_Task objective_:
Can you switch "marker" to "pin" everywhere in the material below and give it back with nothing else changed?

═══

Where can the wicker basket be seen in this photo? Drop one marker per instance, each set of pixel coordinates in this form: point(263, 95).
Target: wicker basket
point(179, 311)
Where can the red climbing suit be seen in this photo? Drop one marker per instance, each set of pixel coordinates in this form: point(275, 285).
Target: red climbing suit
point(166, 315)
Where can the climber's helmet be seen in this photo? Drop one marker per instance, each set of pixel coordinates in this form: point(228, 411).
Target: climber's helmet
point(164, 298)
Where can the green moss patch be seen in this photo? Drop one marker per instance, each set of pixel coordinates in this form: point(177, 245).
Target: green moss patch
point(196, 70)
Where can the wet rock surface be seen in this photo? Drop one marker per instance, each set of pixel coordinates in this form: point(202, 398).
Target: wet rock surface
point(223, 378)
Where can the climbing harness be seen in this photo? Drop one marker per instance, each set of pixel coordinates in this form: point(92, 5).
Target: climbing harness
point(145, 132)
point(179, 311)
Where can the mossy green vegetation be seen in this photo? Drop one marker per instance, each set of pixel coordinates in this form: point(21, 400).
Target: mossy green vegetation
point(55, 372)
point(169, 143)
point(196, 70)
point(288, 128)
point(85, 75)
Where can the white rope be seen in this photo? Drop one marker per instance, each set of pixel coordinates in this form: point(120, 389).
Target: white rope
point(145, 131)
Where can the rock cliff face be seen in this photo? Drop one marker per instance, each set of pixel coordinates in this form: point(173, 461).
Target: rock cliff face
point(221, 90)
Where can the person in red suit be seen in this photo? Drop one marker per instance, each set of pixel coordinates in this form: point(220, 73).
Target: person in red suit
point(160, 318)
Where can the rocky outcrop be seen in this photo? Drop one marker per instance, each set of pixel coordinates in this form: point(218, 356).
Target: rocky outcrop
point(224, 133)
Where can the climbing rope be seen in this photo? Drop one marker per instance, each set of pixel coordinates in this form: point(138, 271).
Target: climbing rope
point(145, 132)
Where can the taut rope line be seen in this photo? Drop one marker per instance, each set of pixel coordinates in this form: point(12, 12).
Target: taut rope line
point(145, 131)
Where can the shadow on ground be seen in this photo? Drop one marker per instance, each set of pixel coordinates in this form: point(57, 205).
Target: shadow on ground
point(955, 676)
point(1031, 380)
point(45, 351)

═══

_Solved problem_:
Where can the wicker basket be seen in this photo? Drop one pin per instance, each set of pixel coordinates in this form: point(263, 95).
Target: wicker basket
point(179, 311)
Where can the red climbing suit be seen in this photo? Drop one pin per instance, each set of pixel coordinates in this form: point(275, 285).
Target: red climbing suit
point(166, 315)
Where can the climber's helmet be seen in this photo? Drop one pin per instance, each set of pixel coordinates in this form: point(228, 411).
Target: climber's helmet
point(164, 298)
Where can the green moss patch be seen in this photo? Drop one pin per instance, each set of pixel coordinates in this form: point(177, 245).
Target: green moss patch
point(196, 70)
Where can the wet rock surface be seen in this photo? Drop one pin per instance, each set of pixel coordinates in this form: point(202, 398).
Target: wet rock surface
point(223, 378)
Where can the climbing harness be seen in this photo? Drop one pin per instance, each set of pixel coordinates in this form: point(92, 5).
Target: climbing harness
point(145, 132)
point(179, 311)
Where can the mossy green vegetation be seen in this photo? Drop one pin per instance, each set of pixel coordinates in this form: point(21, 400).
Target: mossy green vegetation
point(55, 372)
point(169, 143)
point(196, 70)
point(288, 128)
point(85, 75)
Where can the white rope be seen in this photo? Drop one pin per instance, each set of pixel coordinates in this form: point(120, 389).
Target: white rope
point(145, 131)
Where can the rock cliff face be seen in this photo? Drop one pin per instance, each set of pixel coordinates in this form: point(173, 461).
Target: rock cliff face
point(221, 90)
Where can the person in red suit be seen in this photo? Drop one pin per instance, each set of pixel coordinates in this form: point(220, 73).
Target: person in red suit
point(160, 318)
Where can the rocky outcrop be seen in this photo? Drop one pin per instance, each set of pixel coordinates in this form: point(218, 356).
Target: rocky outcrop
point(224, 133)
Where can the climbing rope be seen in this photo? Drop one pin per instance, each set of pixel coordinates in this form: point(138, 271).
Target: climbing rope
point(145, 132)
Where can the taut rope line be seen in this photo? Drop one pin per instance, each set of pixel coordinates in this form: point(12, 12).
Target: taut rope line
point(145, 131)
Where can the shadow on ground be seen in this photo? Drop one pin per instance, each set of pixel coordinates in this form: point(57, 205).
Target: shadow on ground
point(955, 676)
point(1031, 380)
point(45, 351)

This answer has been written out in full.